County and state departments rethinking travel by air
The Lanai plane crash that killed two Maui County Planning Department workers and injured three other county workers has some county and state departments rethinking air transportation to Molokai, Lanai and Hana, officials said last week.
Five county workers were heading back to Maui on a chartered Maui Air flight after a Lanai Planning Commission meeting the night of Feb. 26. The plane crashed shortly after takeoff at 9:23 p.m., 1 mile southwest of Lanai Airport.
Planner Kathleen Kern, Planning Department secretary Tremaine Balberdi and the pilot, Richard Rooney, died in the crash. Three others survived the crash. At last report, county planner Douglas Miller and geographical information systems analyst Mark King remained in critical condition at The Queen’s Medical Center on Oahu. Deputy Corporation Counsel James Giroux was in stable condition at Straub Clinic & Hospital, also on Oahu.
Deputy Planning Director Michele McLean said in an email Thursday that her department will “visit the logistics and staffing for meetings on Lanai and Molokai and in Hana.”
“Until then, staff can travel by commercial plane or ferry to Lanai and Molokai and by car to Hana, staying overnight when necessary,” she wrote.
County Communications Director Rod Antone said that the county administration has always allowed county departments to choose what mode of transportation suits their workers best. He acknowledged that because the county encompasses three islands, unlike any other county in the state, no department is immune from taking an airplane or ferry ride to Molokai or Lanai.
For Lanai in particular, finding an affordable place to stay has always been an issue for county departments, he said. There are limited accommodations besides the two luxury Four Seasons hotels, The Lodge at Koele and Manele Bay.
“We are doing research now so our employees have some options,” Antone said. “Our employees have always been cognizant of the fact of when they stay over they are using taxpayer money. Part of the reason they come home is they are trying to be responsible and not cost taxpayers any more than they need to. We are looking for affordable (accommodation) alternatives for our employees.”
The state Judiciary on Friday also planned to discuss the future of commuting by air, as well as alternative modes of transportation to Lanai and Molokai, including the ferry system, in light of the crash on Lanai. As of early Friday evening, there was no report about decisions regarding air travel in Maui County.
“Safety is the Judiciary’s top priority, and we want to make sure they (employees) are comfortable with any transportation arrangements that are made,” Tammy Mori, communications and community relations director for the Hawaii state Judiciary, said in an email Thursday.
“Our heartfelt condolences go out to the victims involved in the crash and their families. The crash sent shock waves through our community and the Judiciary ohana as well,” she said.
Because of the crash, Mori said, Judiciary staff, who typically fly on charter flights to Hana once a month, have elected to drive instead. A van was rented for two sheriff’s deputies and four court staff, including the judge. It appeared that the accepted mode of transportation to Hana will be by automobile, she said.
Court staff traveling to Molokai last week did elect to fly, Mori added.

========

Update the article on the Lanai crash by rewriting it starting with "Because of the" and going on through "fly, Mori added.", putting "minivan" in place of "van". Work only from the text above.

Stored data:
========

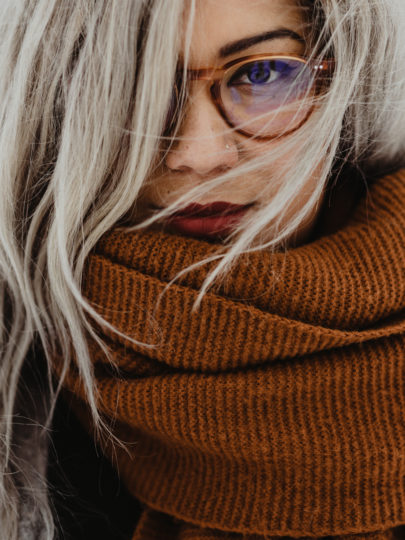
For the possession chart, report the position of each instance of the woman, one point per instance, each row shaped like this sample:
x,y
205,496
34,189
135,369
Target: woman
x,y
202,235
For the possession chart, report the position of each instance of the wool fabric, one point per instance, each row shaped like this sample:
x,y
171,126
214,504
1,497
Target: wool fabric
x,y
275,409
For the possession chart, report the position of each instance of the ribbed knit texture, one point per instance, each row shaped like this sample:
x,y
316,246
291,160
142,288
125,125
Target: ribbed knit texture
x,y
278,407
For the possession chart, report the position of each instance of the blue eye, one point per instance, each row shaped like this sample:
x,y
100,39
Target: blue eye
x,y
261,72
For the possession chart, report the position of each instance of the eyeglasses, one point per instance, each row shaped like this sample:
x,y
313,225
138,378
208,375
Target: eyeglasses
x,y
262,96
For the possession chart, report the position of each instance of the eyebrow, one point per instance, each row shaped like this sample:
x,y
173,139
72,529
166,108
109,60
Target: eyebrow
x,y
245,43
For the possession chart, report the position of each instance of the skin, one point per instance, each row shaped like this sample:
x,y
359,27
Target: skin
x,y
207,148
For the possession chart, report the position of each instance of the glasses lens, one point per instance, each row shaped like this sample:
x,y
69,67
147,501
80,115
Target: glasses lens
x,y
269,96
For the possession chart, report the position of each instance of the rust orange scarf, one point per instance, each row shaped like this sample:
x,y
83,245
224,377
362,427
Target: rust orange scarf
x,y
278,407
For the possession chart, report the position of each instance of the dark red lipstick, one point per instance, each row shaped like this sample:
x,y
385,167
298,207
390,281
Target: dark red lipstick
x,y
212,220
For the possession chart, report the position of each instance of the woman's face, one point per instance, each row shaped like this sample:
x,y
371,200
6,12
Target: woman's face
x,y
225,31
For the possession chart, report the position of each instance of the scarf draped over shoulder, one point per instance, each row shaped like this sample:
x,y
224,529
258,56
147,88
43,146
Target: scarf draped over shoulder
x,y
275,409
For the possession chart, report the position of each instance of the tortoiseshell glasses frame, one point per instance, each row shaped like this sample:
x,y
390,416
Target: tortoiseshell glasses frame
x,y
320,75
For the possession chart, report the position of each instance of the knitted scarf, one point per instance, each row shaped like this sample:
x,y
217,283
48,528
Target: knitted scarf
x,y
275,409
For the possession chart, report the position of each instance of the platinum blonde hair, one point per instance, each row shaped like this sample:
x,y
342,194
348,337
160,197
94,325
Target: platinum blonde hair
x,y
85,87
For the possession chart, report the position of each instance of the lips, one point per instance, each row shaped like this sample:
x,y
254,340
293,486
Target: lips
x,y
214,220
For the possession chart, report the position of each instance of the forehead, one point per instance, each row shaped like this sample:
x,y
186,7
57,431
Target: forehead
x,y
220,22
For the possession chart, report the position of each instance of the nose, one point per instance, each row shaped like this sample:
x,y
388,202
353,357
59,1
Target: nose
x,y
205,146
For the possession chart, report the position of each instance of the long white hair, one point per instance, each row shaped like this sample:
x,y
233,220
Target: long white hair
x,y
84,92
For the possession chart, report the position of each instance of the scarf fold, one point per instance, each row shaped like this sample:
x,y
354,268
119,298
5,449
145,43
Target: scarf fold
x,y
275,409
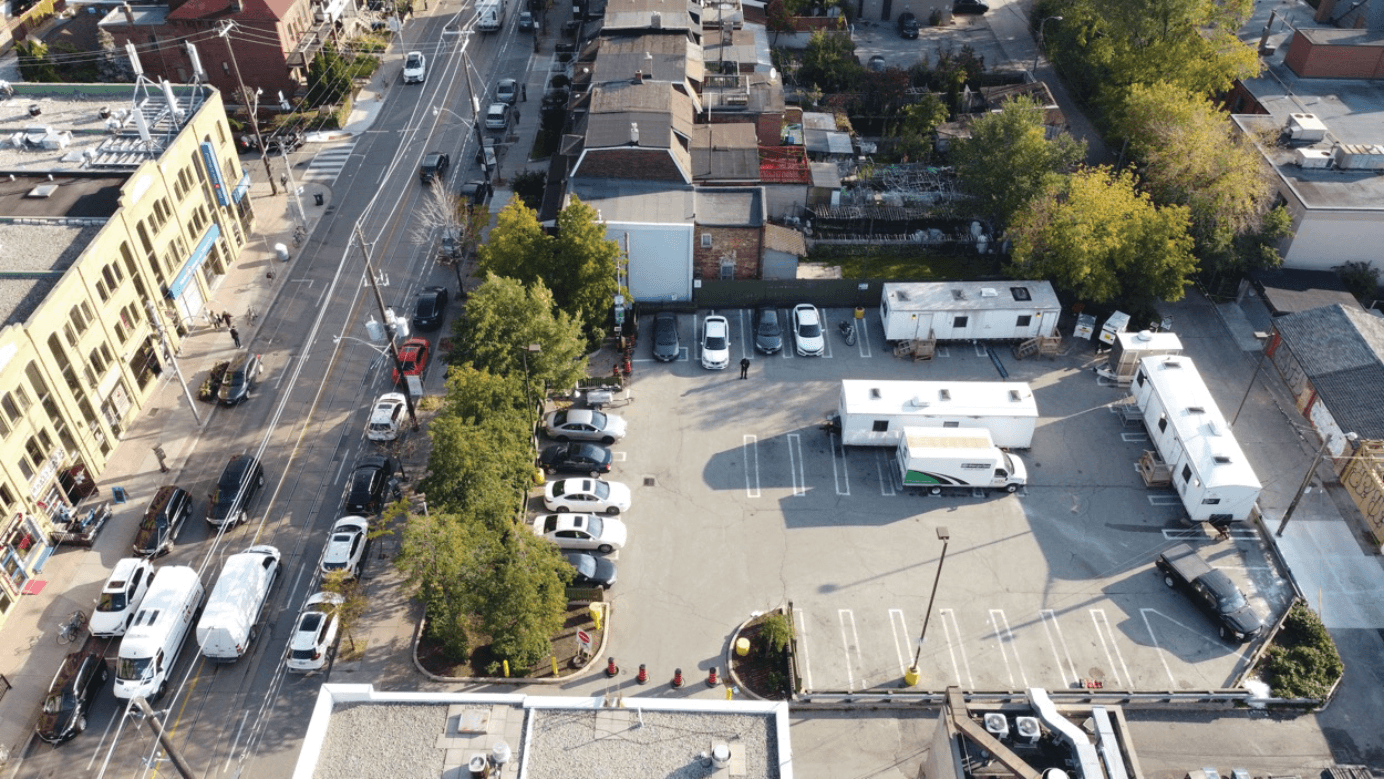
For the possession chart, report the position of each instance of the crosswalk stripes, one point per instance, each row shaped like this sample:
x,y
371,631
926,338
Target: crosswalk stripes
x,y
328,163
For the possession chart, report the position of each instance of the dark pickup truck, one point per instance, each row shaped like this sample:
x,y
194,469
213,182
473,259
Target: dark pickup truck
x,y
1211,591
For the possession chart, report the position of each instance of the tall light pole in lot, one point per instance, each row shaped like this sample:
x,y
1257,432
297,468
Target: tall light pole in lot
x,y
911,675
1307,479
1037,54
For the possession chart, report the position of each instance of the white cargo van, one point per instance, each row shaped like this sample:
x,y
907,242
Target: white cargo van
x,y
154,639
233,610
957,457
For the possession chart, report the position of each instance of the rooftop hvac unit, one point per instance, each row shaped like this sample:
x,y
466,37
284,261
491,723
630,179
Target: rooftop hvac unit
x,y
1312,158
1358,157
1305,127
1027,729
997,725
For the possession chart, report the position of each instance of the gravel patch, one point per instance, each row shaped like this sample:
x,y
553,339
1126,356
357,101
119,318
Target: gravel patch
x,y
581,745
372,740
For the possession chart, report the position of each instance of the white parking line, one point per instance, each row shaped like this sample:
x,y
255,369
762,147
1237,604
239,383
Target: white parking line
x,y
795,464
1107,642
752,458
839,471
1143,615
954,646
802,649
898,627
1049,620
1006,644
886,473
850,644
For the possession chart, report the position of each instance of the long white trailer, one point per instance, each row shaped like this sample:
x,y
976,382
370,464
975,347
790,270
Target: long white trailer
x,y
969,310
1208,469
875,413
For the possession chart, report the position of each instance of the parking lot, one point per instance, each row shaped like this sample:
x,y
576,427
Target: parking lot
x,y
743,502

========

Response
Because of the crash, Mori said, Judiciary staff, who typically fly on charter flights to Hana once a month, have elected to drive instead. A minivan was rented for two sheriff’s deputies and four court staff, including the judge. It appeared that the accepted mode of transportation to Hana will be by automobile, she said.
Court staff traveling to Molokai last week did elect to fly, Mori added.